• Problems
- A) Do these statements agree with the Vermont v. Brillon opinion? (i) Brillon was arrested in July 2001. (ii) Brillon's third lawyer served until February 2002. (iii) The Vermont Supreme Court charged the State with the delays from the periods of the first and third lawyers. Answer yes or no for each and quote the words from the opinion that decide it.
- B) Print the passage of the Vermont v. Brillon opinion starting at "During the time" and ending at "1121, 1122 (2008).".
- C) Carry on the Vermont v. Brillon opinion from its last sentence.

Begin Extracted text

VERMONT, PETITIONER v. MICHAEL BRILLON
on writ of certiorari to the supreme court ofvermont
Justice Ginsburg delivered the opinion of the Court.
This case concerns the Sixth Amendment guarantee that “[i]n all criminal prosecutions, the accused shall enjoy the right to a speedy … trial.” Michael Brillon, defendant below, respondent here, was arrested in July 2001 on felony domestic assault and habitual offender charges. Nearly three years later, in June 2004, he was tried by jury, found guilty as charged, and sentenced to 12 to 20 years in prison. The Vermont Supreme Court vacated Brillon’s conviction and held that the charges against him must be dismissed because he had been denied his right to a speedy trial.
During the time between Brillon’s arrest and his trial, at least six different attorneys were appointed to represent him. Brillon “fired” the first, who served from July 2001 to February 2002. His third lawyer, who served from March 2002 until June 2002, was allowed to withdraw when he reported that Brillon had threatened his life. The Vermont Supreme Court charged against Brillon the delays associated with those periods, but charged against the State periods in which assigned counsel failed “to move the case forward.” 955 A. 2d 1108, 1121, 1122 (2008).

End Extracted text
Begin Data

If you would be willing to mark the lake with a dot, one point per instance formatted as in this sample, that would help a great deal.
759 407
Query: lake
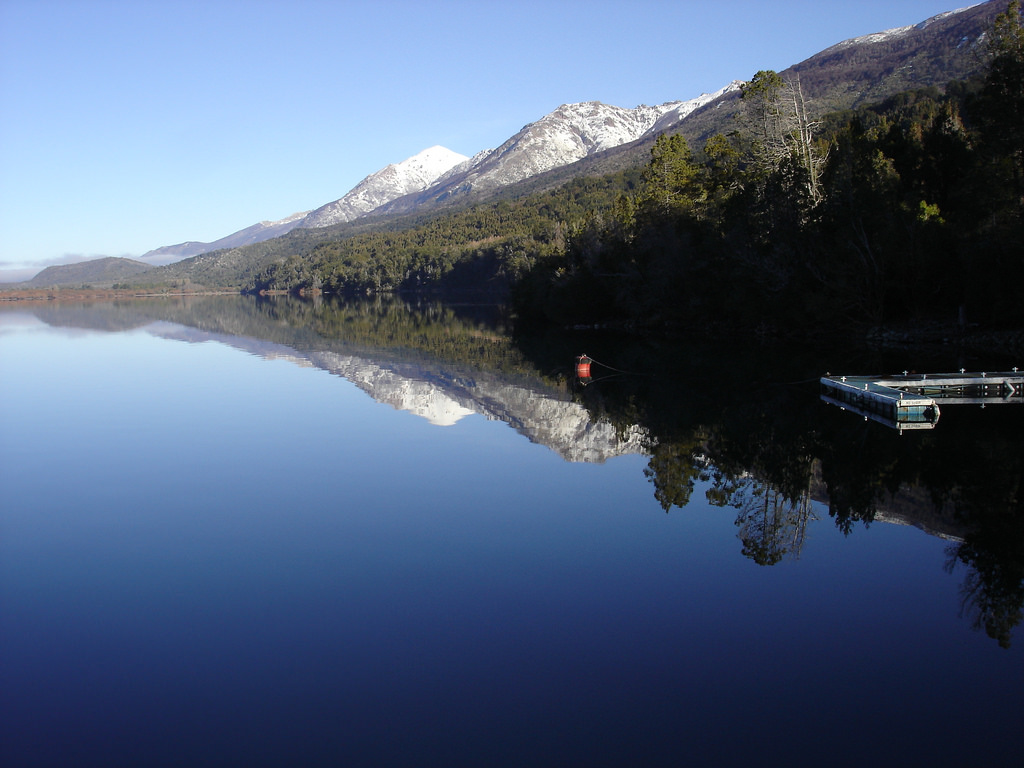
242 531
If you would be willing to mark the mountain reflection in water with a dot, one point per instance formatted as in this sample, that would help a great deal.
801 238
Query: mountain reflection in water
743 422
207 558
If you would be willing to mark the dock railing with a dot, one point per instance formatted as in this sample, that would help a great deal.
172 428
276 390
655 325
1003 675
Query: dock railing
910 400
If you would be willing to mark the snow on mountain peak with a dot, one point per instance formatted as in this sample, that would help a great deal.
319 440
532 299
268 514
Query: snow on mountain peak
411 175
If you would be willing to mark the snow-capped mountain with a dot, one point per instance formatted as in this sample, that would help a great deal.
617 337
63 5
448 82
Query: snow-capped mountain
412 175
397 179
569 133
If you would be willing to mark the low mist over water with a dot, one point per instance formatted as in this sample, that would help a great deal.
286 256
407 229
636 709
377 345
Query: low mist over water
255 531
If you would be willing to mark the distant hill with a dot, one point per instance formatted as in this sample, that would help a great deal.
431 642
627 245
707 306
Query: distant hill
869 69
96 272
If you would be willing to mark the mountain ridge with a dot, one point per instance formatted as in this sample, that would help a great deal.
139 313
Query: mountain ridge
846 75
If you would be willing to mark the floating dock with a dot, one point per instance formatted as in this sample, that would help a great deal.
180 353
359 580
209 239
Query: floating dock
911 400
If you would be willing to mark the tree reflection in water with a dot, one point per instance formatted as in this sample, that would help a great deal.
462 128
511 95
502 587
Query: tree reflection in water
769 451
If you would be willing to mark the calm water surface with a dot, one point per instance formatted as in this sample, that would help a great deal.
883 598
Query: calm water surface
226 546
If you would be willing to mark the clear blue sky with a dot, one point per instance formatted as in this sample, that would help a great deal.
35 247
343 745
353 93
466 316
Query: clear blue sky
126 125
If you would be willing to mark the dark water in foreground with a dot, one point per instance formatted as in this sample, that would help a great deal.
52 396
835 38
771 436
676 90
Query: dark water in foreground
269 534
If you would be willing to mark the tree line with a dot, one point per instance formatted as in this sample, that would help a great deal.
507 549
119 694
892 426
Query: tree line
908 210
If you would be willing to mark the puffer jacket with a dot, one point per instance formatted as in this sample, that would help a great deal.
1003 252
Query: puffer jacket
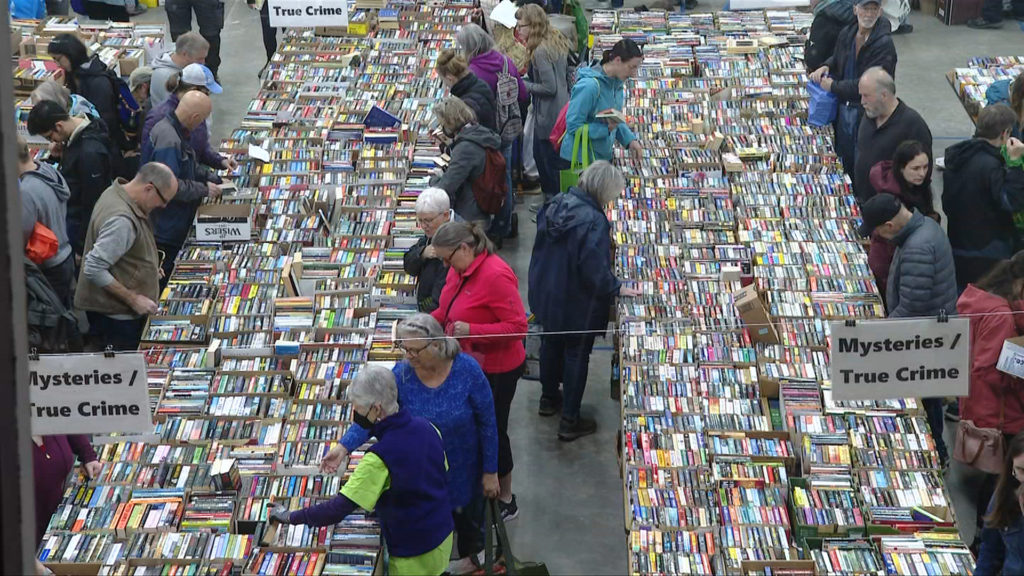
571 284
468 158
922 280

End Data

• Expected answers
- A)
(i) Yes: "was arrested in July 2001 on felony domestic assault and habitual offender charges."
(ii) No: "His third lawyer, who served from March 2002 until June 2002"
(iii) No: "The Vermont Supreme Court charged against Brillon the delays associated with those periods"

- B)
During the time between Brillon’s arrest and his trial, at least six different attorneys were appointed to represent him. Brillon “fired” the first, who served from July 2001 to February 2002. His third lawyer, who served from March 2002 until June 2002, was allowed to withdraw when he reported that Brillon had threatened his life. The Vermont Supreme Court charged against Brillon the delays associated with those periods, but charged against the State periods in which assigned counsel failed “to move the case forward.” 955 A. 2d 1108, 1121, 1122 (2008).

- C)
We hold that the Vermont Supreme Court erred in ranking assigned counsel essentially as state actors in the criminal justice system. Assigned counsel, just as retained counsel, act on behalf of their clients, and delays sought by counsel are ordinarily attributable to the defendants they represent. For a total of some six months of the time that elapsed between Brillon’s arrest and his trial, Brillon lacked an attorney. The State may be charged with those months if the gaps resulted from the trial court’s failure to appoint replacement counsel with dispatch. Similarly, the State may bear responsibility if there is “a breakdown in the public defender system.” Id., at 1111. But, as the Vermont Supreme Court acknowledged, id., at 1126, the record does not establish any such institutional breakdown.
On July 27, 2001, Michael Brillon was arrested after striking his girlfriend. Three days later he was arraigned in state court in Bennington County, Vermont and charged with felony domestic assault. His alleged status as a habitual offender exposed him to a potential life sentence. The court ordered him held without bail.
Richard Ammons, from the county public defender’s office, was assigned on the day of arraignment as Brillon’s first counsel.1 In October, Ammons filed a motion to recuse the trial judge. It was denied the next month and trial was scheduled for February 2002. In mid-January, Ammons moved for a continuance, but the State objected, and the trial court denied the motion.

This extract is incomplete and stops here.